PROBLEM STATEMENT>
Copy out every line of the entries below verbatim, keeping their original order and layout.

EXERCISE INPUT>
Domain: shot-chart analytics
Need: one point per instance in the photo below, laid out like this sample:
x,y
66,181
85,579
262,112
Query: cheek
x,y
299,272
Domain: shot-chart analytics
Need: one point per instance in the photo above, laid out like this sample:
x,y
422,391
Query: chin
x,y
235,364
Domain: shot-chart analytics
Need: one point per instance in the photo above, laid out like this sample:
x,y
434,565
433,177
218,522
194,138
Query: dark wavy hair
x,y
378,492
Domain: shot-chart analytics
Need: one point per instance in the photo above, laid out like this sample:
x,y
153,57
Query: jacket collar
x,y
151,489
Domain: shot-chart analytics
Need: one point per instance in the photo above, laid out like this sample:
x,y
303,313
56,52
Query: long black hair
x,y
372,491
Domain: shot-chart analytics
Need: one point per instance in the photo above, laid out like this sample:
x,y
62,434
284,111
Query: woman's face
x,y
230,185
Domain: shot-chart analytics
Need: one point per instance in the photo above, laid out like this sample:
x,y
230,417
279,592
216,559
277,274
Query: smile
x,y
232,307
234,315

SOLUTION BELOW>
Domain: shot-chart analytics
Need: one point per instance in the photo below, laid out like this sample:
x,y
66,181
85,579
262,112
Query: cheek
x,y
299,272
Domain: shot-chart analytics
Need: one point per instance in the photo above, laid out like this sample:
x,y
422,391
Query: chin
x,y
235,364
Domain: shot-chart analytics
Need: one point per instance in the photo above, laid out like this sample:
x,y
434,565
433,177
218,522
194,138
Query: dark wavy hair
x,y
378,492
Domain: shot-chart analytics
Need: one point per instance in the photo above, laid out like this sample:
x,y
153,57
Query: jacket collar
x,y
151,489
Domain: shot-chart analytics
Need: one point per instance in the photo above, laid out like this sample:
x,y
303,313
56,52
Query: long black hair
x,y
372,491
Domain: shot-chart analytics
Need: one point per instance in the photo above, laid out like this sample:
x,y
62,434
284,111
Query: woman's face
x,y
230,185
Domain: shot-chart analytics
Need: one point per instance in the photo above, laid out like this sample:
x,y
230,417
279,592
216,559
277,274
Query: smile
x,y
232,307
234,315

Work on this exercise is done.